#### DIRECTION:
Repeat the listing in full, preserving every character.

#### ROWS:
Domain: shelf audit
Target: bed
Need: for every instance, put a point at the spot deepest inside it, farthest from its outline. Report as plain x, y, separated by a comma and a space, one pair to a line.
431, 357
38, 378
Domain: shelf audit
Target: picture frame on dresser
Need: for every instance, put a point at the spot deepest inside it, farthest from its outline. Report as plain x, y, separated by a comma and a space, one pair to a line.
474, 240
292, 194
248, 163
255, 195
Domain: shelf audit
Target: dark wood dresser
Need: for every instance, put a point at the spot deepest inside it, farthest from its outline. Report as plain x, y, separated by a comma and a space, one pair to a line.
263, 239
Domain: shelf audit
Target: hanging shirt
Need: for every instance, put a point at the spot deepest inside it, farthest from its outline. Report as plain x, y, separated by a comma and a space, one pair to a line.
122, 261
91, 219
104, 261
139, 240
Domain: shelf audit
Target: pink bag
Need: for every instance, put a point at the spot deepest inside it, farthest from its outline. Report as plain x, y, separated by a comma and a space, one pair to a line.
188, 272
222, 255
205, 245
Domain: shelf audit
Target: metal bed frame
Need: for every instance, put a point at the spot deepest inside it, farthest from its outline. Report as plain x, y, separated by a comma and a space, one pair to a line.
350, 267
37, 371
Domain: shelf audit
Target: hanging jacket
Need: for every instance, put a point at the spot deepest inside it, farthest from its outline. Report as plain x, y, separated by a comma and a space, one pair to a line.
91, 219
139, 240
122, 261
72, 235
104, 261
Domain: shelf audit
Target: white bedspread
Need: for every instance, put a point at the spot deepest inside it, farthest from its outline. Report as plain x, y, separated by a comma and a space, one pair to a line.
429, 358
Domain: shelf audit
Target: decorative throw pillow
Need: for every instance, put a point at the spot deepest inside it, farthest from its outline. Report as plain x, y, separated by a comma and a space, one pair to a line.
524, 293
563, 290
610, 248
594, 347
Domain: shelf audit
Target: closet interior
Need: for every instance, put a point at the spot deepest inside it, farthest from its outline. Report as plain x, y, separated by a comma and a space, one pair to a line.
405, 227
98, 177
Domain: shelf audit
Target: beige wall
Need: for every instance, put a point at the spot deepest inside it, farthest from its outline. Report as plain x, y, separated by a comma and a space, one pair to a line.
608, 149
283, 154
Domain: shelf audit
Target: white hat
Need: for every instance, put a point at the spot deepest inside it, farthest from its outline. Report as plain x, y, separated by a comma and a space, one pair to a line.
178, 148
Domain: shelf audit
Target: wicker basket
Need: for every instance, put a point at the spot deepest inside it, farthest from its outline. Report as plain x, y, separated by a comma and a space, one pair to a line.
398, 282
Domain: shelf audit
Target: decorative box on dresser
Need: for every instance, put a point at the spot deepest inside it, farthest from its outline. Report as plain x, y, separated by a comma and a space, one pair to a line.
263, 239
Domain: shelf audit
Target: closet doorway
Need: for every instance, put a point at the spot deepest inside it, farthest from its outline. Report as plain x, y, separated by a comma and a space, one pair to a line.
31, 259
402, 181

#### ANSWER FOR THIS EXERCISE:
Domain: shelf audit
Target: bed
Need: for every instance, put a point at the spot deepest inside it, farthest from its outline. Report as plain x, y, separated by a comma and a space, one pair to a line.
431, 357
38, 378
Domain: shelf audit
Target: picture frame on dresser
Need: for every instance, put a point at the spot deepest inside it, farthest from its outline. Report as plain x, y, separated by a comma and a space, one pair to a line.
474, 240
292, 194
248, 163
255, 195
Domain: shelf audit
Target: dark wood dresser
Need: for every instance, put a point at the spot deepest inside it, farthest from its outline. Report as plain x, y, separated by a comma and a space, one pair to a line.
263, 239
Domain: shelf audit
Target: hanging shirt
Need: for every instance, put a point at the spot deepest inside it, farthest from its outline. Report as plain x, y, separated by a comma and a space, one pair to a line.
122, 261
91, 219
104, 261
139, 240
Domain: shelf audit
Target: pink bag
Need: for every instance, put a point at the spot deepest inside it, farthest from its outline. Report as plain x, y, separated by a comma and a space, one pair to a line.
188, 272
222, 255
205, 245
Domain: shelf audit
Target: metal bed frame
Need: for every instance, put a point at the spot deepest inside it, farthest from its outline. Report as plain x, y, separated by a comma and a space, one pair to a line.
350, 267
37, 371
Domain: shelf audit
Target: hanging jacket
Need: for every instance, put a point at the spot deepest inside it, farthest from its outline. Report as plain x, y, separated by a comma and a space, one pair to a line.
91, 219
139, 240
122, 261
72, 235
104, 261
Domain: shelf audit
Target: white bedspread
Need: for every instance, put a point at the spot deepest inside it, farthest from its outline. Report as plain x, y, separated by a comma and a space, one pair to a line.
429, 358
Domain: shelf audit
Target: decorative throw pillow
Need: for every instance, put a point at the spot deepest inside it, farthest from its outline. Report as plain x, y, separated by a comma and a space, one pair to a line.
524, 293
563, 290
610, 248
594, 347
Domain: shelf audit
Target: closet interior
Need: for every instance, put a point at the spot deepest inside it, farthest from its outline. Report as plain x, y, separated by a comma and a space, one pair to a line.
405, 227
98, 177
Domain: shelf audit
Target: beige wall
Need: for every instance, put a point at the spot deepest inside it, farthest from its outline. Report as plain x, y, separated by a comma and a space, one pair to a line.
608, 149
283, 154
Domain: shelf audit
Target: white hat
Need: for every instance, put a point at the spot deepest inside it, farthest from its outline. Report as plain x, y, separated by a comma and a space, one pair to a line.
178, 148
Domain: shelf audit
Target: wicker basket
Need: for every instance, put a point at the spot deepest inside it, farthest from its outline. Report as plain x, y, separated by a comma and a space, one pair to a line.
398, 282
Domain: shelf audit
Target: decorative box on dresser
Need: for every instance, put a point at the spot deepest inside it, farthest from its outline. Report as plain x, y, separated by a comma and a space, one pair to a line.
263, 239
Domain: shelf audit
Target: closet doorway
Need: for every instance, put a point at the spot deepest inside it, farthest from its outline. Report as plain x, y, separated by a comma and a space, one pair to a line.
31, 259
402, 181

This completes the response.